• _Challenge_: Copy out all of the entries that follow, swapping "In the photo above" for "In the image above" wherever it occurs and keeping every other word the same. Omit the pictures from your copy.

[Dataset items]
## start

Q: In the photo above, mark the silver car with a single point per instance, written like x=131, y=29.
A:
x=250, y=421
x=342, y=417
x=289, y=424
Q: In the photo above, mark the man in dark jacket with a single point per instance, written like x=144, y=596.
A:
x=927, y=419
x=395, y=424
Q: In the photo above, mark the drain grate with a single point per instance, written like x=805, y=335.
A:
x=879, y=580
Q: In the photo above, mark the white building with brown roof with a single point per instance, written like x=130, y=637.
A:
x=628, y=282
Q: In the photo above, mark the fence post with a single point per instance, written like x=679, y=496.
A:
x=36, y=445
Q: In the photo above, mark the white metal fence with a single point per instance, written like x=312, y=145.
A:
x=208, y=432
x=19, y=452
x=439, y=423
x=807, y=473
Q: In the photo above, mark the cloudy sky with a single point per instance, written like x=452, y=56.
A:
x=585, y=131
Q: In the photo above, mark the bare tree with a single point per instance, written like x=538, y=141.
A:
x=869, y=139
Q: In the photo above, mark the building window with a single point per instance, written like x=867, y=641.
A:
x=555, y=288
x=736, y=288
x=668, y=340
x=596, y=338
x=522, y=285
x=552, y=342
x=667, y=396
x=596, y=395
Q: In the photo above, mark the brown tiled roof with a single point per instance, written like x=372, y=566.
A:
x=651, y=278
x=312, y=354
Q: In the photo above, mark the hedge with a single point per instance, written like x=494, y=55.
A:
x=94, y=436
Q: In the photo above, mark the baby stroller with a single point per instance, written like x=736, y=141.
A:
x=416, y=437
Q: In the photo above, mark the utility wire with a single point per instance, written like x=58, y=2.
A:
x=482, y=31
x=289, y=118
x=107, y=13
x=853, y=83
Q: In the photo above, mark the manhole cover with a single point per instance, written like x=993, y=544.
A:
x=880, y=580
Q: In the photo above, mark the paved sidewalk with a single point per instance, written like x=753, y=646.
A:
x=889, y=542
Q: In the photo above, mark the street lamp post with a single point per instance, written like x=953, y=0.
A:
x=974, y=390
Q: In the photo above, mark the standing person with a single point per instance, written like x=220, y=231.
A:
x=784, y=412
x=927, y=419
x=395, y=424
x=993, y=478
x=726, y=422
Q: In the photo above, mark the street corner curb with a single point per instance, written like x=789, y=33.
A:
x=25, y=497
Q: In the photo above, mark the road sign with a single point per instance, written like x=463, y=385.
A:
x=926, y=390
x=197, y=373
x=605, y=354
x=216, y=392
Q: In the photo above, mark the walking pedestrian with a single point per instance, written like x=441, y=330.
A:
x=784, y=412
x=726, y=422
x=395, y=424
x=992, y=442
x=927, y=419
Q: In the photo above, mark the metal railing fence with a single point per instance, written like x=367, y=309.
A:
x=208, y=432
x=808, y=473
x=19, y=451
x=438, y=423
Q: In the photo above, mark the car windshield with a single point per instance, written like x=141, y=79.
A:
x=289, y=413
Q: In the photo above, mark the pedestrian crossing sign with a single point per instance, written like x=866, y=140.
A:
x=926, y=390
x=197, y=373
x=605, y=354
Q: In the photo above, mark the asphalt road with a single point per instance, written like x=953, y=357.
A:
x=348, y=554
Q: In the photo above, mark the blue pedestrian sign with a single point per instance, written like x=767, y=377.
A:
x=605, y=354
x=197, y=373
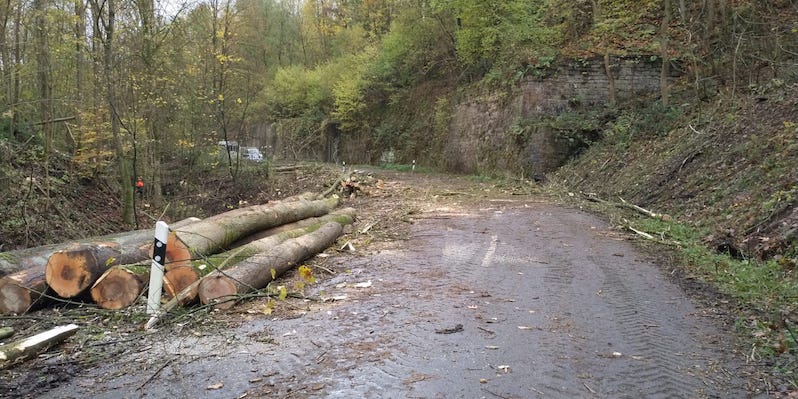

## end

• _The response_:
Q: In the image above, mark the silver car with a single point per instance, written like x=131, y=29.
A:
x=250, y=421
x=342, y=417
x=289, y=424
Q: In the image above, mark the man in dark jacket with a single point per instance, written like x=144, y=596.
A:
x=927, y=419
x=395, y=424
Q: In the image above, mark the drain grate with a single point per instance, written like x=805, y=335.
A:
x=879, y=580
Q: In the image above, mark the white building with brown roof with a single point per instance, written like x=130, y=637.
A:
x=628, y=282
Q: In the image above, mark the fence post with a single point per instance, written like x=679, y=496.
A:
x=36, y=445
Q: In the image above, mark the white metal fence with a single point per instance, written like x=312, y=145.
A:
x=208, y=432
x=19, y=452
x=439, y=423
x=807, y=473
Q: In the image above, mark the cloudy sky with a single point per instance, written like x=452, y=56.
A:
x=585, y=131
Q: In the image above, mark the bare tree with a single point per instance, written like x=538, y=141.
A:
x=869, y=139
Q: In the image above, mark the building window with a single point per instance, written like x=867, y=641.
A:
x=555, y=288
x=736, y=288
x=668, y=340
x=596, y=338
x=522, y=285
x=552, y=342
x=667, y=396
x=596, y=395
Q: In the image above, mark the brown tiled roof with a single point per instance, written like x=372, y=566.
A:
x=651, y=278
x=312, y=354
Q: In the image above, mark the hedge with a single point per instance, written like x=494, y=55.
A:
x=94, y=436
Q: In the image above, mark the baby stroller with a single point per instance, written like x=736, y=141.
A:
x=416, y=437
Q: In the image above, mark the utility wire with a single point per instance, written like x=58, y=2.
A:
x=482, y=31
x=289, y=118
x=107, y=13
x=853, y=83
Q: In the image above, mark the manhole cover with a single point per instance, written like x=993, y=544.
A:
x=880, y=580
Q: In the image above, mark the paved sidewalk with a single point per instance, written like x=753, y=646.
A:
x=889, y=542
Q: In the image above, mark the street lamp post with a single point per instance, written like x=953, y=0.
A:
x=974, y=390
Q: In the image above, mark the standing person with a single point per instance, written like x=220, y=231.
A:
x=784, y=412
x=927, y=419
x=395, y=424
x=993, y=478
x=726, y=422
Q: In the image above, mark the street corner curb with a single point per instance, written like x=789, y=33.
A:
x=25, y=497
Q: In the image above, mark the road sign with a single point per instance, written like x=463, y=385.
A:
x=926, y=390
x=197, y=373
x=605, y=354
x=216, y=392
Q: In the image above, mark the walking pedestrian with a single point per instance, written like x=441, y=330.
A:
x=784, y=412
x=726, y=422
x=395, y=424
x=992, y=442
x=927, y=419
Q: In the image above, mark the metal railing fence with a single point per instance, written like x=367, y=309.
A:
x=208, y=432
x=808, y=473
x=19, y=451
x=438, y=423
Q: In the image above, mark the car windshield with a single point per instance, written like x=141, y=79.
A:
x=289, y=413
Q: In the image above, mark the pedestrian crossing sign with a single point per instance, written like x=866, y=140.
A:
x=926, y=390
x=197, y=373
x=605, y=354
Q: In the image above, mark the asphalt road with a single point per instance, written like x=953, y=357.
A:
x=348, y=554
Q: In the image above, mark the blue pedestrian sign with a single point per instance, written like x=767, y=377.
A:
x=605, y=354
x=197, y=373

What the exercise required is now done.